### Given text
· · ·

Subway line serving Milan, Italy

Line 1 is the first underground rapid transit line built in Milan, Italy. It is part of the Milan Metro and it is operated by ATM. Works on the line began in 1957, and the first part was opened on 1 November 1964, running from Sesto Marelli to Lotto station. The line is also called Red Line (Linea Rossa in Italian), as it is visually identified by red signs. Due to its premiership, the line gave its red color to the Milan Metro logo.

==Route==
The line runs underground from the northern suburb of Sesto San Giovanni to the city centre, then to the western district with two different branches, one northwest to Rho, the other to the west to Bisceglie. It is 27 km long and serves 38 underground stations.

Key points served by the line are Duomo, considered the center of Milan; Castello Sforzesco (with Cairoli station); Cadorna, one of the busiest stations in Milan and in Italy; Corso Buenos Aires (with stations Porta Venezia, Lima and Loreto), an important shopping street; and Rho Fiera, one of the largest fairgrounds in the world.

· · ·

### Record set
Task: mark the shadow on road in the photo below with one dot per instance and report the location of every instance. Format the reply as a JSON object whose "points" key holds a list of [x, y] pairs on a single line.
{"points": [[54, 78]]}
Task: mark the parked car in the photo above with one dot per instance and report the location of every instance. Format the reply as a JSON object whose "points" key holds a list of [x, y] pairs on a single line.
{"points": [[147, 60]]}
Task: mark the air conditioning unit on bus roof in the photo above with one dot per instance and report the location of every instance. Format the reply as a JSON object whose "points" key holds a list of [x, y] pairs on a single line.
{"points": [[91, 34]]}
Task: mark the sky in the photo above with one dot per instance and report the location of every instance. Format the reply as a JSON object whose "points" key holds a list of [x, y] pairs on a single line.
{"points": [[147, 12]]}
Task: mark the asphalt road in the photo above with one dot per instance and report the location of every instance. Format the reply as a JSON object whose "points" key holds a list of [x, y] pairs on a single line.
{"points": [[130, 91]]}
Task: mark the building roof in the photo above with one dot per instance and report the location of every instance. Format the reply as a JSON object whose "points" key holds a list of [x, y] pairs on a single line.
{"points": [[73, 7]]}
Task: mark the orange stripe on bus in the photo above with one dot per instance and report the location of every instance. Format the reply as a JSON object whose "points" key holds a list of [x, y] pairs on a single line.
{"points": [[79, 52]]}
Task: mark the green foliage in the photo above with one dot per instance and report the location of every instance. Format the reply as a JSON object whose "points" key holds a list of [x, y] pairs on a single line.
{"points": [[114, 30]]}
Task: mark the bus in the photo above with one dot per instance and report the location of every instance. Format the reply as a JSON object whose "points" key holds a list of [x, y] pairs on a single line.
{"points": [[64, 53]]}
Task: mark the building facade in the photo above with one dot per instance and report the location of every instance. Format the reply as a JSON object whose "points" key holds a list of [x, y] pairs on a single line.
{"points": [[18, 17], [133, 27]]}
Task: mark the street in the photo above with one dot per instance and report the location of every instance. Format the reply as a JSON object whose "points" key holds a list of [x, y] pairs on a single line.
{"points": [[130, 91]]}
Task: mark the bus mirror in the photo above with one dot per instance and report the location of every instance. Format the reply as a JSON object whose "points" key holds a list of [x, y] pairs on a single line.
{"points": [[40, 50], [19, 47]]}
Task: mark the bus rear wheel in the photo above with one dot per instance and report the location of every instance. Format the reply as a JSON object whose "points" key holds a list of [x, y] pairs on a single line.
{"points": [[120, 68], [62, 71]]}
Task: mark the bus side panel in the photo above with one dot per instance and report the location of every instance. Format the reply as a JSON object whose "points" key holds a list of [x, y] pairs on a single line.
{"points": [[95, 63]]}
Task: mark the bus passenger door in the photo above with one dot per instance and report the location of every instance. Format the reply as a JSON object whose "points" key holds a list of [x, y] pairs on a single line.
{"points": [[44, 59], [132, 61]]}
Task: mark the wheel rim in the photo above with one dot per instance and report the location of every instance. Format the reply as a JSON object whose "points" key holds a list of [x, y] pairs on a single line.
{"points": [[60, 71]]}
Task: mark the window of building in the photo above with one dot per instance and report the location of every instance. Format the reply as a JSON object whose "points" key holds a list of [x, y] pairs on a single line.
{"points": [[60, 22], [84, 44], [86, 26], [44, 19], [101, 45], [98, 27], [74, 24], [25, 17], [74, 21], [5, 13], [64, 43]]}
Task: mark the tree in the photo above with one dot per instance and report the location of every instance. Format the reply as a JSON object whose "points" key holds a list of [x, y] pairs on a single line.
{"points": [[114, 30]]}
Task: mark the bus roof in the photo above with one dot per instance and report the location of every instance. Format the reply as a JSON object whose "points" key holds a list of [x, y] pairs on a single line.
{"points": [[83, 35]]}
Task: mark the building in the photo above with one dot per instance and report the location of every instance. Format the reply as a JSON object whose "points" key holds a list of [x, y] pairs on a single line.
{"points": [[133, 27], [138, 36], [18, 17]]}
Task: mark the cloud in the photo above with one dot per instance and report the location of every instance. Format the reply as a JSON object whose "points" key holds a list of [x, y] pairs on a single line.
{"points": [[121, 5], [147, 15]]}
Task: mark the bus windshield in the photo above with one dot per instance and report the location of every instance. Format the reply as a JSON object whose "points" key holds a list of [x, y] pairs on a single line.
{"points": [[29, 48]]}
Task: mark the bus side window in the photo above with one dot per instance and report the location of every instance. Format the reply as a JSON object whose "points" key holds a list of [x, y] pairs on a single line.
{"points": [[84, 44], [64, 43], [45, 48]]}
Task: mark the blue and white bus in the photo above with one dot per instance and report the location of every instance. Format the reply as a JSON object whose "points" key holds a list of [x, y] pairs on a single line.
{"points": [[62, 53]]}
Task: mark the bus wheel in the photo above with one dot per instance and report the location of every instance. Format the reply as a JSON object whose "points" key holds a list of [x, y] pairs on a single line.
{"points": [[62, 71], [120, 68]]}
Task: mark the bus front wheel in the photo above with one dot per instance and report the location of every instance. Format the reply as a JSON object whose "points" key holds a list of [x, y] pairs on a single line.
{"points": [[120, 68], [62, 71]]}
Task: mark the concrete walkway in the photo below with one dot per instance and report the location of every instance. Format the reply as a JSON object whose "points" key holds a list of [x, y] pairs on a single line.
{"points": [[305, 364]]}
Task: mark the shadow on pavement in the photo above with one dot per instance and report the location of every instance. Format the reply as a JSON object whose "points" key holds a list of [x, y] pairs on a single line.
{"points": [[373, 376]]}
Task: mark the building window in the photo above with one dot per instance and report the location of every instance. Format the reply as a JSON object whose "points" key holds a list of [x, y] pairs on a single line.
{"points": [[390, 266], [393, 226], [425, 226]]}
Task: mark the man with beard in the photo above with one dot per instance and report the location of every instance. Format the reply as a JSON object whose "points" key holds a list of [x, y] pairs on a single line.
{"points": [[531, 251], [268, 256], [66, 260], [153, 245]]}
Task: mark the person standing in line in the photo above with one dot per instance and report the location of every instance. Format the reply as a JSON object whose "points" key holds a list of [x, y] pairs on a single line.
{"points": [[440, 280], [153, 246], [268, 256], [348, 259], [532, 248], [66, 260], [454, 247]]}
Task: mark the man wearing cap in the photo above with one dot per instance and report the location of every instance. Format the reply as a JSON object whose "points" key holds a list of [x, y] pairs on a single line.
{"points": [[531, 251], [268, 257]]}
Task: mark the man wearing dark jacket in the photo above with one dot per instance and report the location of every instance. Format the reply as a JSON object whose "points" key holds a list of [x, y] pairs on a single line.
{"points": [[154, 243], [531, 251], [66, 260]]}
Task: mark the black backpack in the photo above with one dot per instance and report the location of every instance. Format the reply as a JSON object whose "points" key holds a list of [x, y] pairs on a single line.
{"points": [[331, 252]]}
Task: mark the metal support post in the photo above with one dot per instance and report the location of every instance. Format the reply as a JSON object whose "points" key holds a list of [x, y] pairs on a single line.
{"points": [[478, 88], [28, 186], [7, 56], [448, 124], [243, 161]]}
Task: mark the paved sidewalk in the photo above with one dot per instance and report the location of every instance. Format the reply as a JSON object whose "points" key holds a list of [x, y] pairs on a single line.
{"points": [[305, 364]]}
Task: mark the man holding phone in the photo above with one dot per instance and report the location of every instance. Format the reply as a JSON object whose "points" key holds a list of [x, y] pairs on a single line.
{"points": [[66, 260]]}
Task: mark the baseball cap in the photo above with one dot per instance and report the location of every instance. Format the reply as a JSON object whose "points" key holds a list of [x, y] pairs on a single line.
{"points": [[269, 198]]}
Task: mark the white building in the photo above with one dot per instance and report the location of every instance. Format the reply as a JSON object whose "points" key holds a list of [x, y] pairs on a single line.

· · ·

### Set of tasks
[1] Update the stretch of the Line 1 text from "Subway line serving" through "Milan Metro logo.", putting "Sesto FS" in place of "Sesto Marelli".
[2] In the Line 1 text, on what date did the first part of the line open?
[3] Turn the Line 1 text's paragraph beginning "Key points served by the line" into a list, keeping its main facts.

### Responses for each task
[1]
Subway line serving Milan, Italy

Line 1 is the first underground rapid transit line built in Milan, Italy. It is part of the Milan Metro and it is operated by ATM. Works on the line began in 1957, and the first part was opened on 1 November 1964, running from Sesto FS to Lotto station. The line is also called Red Line (Linea Rossa in Italian), as it is visually identified by red signs. Due to its premiership, the line gave its red color to the Milan Metro logo.

[2] 1 November 1964.

[3]
- Duomo: considered the center of Milan
- Castello Sforzesco: served by Cairoli station
- Cadorna: one of the busiest stations in Milan and in Italy
- Corso Buenos Aires: an important shopping street, served by Porta Venezia, Lima and Loreto stations
- Rho Fiera: one of the largest fairgrounds in the world